• _TASK PROMPT_: Show every line of the data below that contains the word "shadow".

☆ ☆ ☆ ☆ ☆ ☆ ☆

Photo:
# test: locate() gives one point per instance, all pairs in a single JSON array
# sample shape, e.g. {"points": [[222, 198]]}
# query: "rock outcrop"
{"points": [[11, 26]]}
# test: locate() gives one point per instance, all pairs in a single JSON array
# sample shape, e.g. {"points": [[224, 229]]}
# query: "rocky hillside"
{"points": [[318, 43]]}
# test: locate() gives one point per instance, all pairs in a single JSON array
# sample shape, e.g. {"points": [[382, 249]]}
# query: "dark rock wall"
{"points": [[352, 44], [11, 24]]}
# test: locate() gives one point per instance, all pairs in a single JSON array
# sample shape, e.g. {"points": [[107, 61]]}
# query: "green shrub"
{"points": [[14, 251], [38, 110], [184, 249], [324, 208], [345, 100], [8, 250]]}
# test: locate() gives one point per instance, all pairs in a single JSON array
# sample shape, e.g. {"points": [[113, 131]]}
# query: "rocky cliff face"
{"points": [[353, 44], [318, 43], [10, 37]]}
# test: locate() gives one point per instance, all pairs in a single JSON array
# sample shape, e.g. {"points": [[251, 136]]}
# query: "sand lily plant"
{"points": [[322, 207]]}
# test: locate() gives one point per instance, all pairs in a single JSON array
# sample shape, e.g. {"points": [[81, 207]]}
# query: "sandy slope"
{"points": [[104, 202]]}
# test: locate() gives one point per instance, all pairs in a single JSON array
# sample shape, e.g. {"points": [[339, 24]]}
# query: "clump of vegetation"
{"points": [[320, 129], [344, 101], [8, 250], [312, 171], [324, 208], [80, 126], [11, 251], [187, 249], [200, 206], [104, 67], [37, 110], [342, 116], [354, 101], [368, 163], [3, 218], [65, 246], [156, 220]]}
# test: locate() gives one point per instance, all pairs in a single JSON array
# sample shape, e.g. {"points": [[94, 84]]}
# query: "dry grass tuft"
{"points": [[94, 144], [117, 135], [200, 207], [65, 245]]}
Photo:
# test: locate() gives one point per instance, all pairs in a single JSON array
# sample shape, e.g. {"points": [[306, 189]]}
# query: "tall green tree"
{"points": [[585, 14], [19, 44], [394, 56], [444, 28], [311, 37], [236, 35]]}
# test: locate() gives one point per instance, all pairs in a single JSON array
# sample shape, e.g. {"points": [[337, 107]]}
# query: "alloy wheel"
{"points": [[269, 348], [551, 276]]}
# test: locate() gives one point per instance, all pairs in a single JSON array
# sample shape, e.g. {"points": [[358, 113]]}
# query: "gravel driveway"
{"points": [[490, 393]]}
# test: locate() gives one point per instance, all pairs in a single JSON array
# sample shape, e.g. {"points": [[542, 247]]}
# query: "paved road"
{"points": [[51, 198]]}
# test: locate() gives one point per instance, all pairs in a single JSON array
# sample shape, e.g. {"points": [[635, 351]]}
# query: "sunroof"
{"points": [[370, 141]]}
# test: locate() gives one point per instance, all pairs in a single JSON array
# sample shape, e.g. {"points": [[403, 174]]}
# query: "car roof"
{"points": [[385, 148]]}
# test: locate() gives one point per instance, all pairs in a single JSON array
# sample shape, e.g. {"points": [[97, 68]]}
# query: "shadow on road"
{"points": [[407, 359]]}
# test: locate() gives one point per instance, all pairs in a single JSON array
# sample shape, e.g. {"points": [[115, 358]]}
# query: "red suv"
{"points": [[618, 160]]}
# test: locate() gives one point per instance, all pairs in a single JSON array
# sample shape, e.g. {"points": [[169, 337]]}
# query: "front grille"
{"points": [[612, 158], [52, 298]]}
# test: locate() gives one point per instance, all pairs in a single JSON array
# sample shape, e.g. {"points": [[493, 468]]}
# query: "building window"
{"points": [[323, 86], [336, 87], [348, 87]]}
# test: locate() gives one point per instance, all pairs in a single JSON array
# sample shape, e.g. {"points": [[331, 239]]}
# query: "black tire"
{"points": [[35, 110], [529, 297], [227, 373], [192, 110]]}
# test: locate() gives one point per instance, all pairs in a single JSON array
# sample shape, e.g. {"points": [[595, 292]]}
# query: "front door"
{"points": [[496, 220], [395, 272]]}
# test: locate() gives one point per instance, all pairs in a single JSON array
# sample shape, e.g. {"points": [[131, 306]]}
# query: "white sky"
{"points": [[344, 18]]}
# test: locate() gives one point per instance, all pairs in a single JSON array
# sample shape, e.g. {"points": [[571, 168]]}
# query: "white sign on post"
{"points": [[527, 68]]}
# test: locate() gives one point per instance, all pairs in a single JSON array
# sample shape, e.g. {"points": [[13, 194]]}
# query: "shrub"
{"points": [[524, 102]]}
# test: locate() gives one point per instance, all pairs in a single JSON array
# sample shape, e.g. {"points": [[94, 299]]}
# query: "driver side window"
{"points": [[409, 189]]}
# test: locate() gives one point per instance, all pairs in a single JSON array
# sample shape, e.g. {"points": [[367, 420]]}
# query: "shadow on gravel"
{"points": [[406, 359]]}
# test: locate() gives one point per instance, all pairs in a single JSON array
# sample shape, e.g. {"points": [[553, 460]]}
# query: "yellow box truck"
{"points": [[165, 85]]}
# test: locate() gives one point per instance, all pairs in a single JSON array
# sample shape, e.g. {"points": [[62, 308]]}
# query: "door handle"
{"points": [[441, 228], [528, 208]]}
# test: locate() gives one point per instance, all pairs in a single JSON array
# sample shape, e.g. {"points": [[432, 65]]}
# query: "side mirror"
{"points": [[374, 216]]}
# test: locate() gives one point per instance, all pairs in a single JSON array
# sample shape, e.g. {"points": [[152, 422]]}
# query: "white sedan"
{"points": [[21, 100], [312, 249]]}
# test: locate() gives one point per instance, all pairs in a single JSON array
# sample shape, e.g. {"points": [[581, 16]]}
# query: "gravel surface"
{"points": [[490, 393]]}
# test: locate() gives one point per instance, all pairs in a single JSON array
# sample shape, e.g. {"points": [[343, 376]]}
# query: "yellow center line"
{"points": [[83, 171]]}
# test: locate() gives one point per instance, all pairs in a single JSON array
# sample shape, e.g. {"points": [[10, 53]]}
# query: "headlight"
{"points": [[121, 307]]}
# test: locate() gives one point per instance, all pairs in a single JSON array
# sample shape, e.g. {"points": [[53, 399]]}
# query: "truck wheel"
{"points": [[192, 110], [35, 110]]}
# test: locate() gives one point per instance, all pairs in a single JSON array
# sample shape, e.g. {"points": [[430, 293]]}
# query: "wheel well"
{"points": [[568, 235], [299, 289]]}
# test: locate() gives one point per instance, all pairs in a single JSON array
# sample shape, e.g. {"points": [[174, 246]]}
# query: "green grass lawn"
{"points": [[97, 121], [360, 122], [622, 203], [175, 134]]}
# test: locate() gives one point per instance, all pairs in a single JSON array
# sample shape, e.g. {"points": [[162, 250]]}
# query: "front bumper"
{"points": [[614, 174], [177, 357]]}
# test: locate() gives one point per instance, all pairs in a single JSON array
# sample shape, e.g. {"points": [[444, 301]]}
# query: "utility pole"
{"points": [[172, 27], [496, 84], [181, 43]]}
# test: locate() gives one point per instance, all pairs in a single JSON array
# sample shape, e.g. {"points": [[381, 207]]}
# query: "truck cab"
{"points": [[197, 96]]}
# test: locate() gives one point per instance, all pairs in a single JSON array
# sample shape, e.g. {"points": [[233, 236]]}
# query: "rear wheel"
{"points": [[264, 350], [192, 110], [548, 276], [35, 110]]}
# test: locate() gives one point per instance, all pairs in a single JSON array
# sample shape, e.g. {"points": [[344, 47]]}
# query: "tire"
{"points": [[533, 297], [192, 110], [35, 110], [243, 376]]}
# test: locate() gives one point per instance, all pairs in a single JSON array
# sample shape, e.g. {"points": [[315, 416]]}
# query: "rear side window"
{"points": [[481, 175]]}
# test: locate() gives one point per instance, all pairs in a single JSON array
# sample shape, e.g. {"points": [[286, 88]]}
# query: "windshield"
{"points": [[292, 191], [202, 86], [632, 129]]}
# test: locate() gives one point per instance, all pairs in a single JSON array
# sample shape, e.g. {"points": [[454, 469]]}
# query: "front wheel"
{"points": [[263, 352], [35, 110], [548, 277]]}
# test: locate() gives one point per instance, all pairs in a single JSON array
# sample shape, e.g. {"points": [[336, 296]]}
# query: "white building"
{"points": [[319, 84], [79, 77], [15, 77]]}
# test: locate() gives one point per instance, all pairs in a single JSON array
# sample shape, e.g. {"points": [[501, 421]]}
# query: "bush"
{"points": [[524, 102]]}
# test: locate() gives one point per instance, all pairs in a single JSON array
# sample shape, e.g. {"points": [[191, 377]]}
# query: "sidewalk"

☆ ☆ ☆ ☆ ☆ ☆ ☆

• _EXERCISE SOLUTION_:
# query: "shadow on road"
# query: "shadow on gravel"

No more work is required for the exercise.